**Problem to work on**.
The data below should be retyped exactly, with the pictures left out.

-- Records for the exercise follows --

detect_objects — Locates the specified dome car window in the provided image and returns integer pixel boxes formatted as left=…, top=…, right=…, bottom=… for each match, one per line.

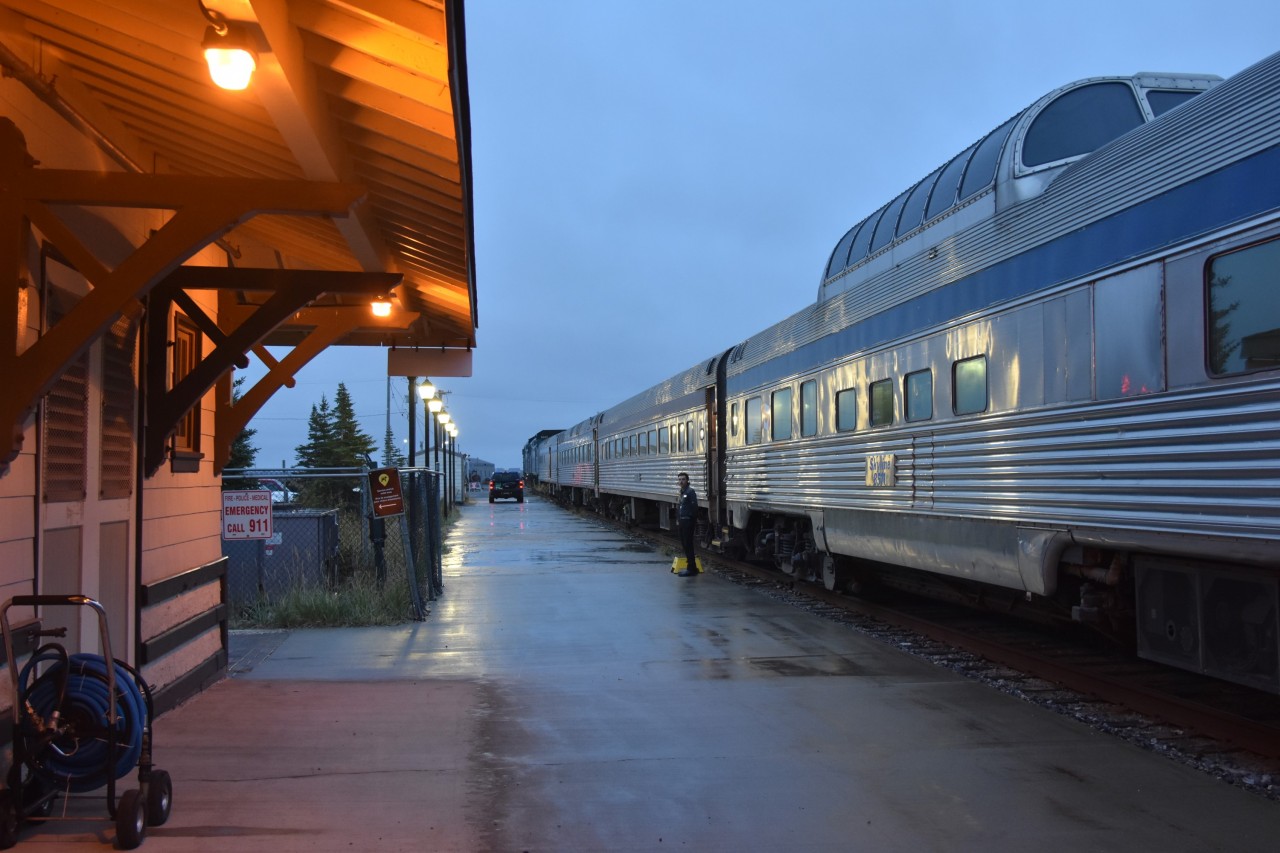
left=1023, top=82, right=1143, bottom=168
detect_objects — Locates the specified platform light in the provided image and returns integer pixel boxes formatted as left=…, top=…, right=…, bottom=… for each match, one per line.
left=198, top=3, right=258, bottom=91
left=428, top=398, right=444, bottom=414
left=417, top=380, right=436, bottom=401
left=437, top=411, right=452, bottom=426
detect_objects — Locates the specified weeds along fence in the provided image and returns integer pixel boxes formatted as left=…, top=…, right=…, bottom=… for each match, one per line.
left=221, top=467, right=448, bottom=623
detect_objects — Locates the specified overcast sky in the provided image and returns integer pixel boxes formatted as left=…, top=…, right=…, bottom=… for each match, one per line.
left=239, top=0, right=1280, bottom=472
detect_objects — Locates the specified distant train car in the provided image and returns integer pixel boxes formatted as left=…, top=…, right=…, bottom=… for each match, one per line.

-- Records for the exercise concluded --

**Output of the task**.
detect_objects — Locates the specified dome car window in the provided image and returns integer pixel boxes formatted as left=…, top=…, right=…, bottom=… for each match, one per line.

left=1023, top=82, right=1143, bottom=168
detect_objects — Locates the specified platform light in the provided image and returns integer pixel boxes formatted as left=…, top=…, right=…, bottom=… for each match, one per line.
left=198, top=3, right=258, bottom=91
left=428, top=398, right=444, bottom=414
left=417, top=380, right=436, bottom=401
left=437, top=411, right=452, bottom=426
detect_objects — Locates the specified weeds along fence in the provided image and returns integer pixel boxes formatted as left=…, top=…, right=…, bottom=… for each match, one per line.
left=221, top=467, right=448, bottom=623
detect_objects — Locates the specified overcast sky in the provided image and returns integer pixel boxes formatted as left=…, top=…, right=…, bottom=… for each match, one per line.
left=239, top=0, right=1280, bottom=472
detect_objects — Locates the specified distant train car in the provided image and returns integer pixel boxes formatted as left=…, top=…, right=…, bottom=… for each match, one per line.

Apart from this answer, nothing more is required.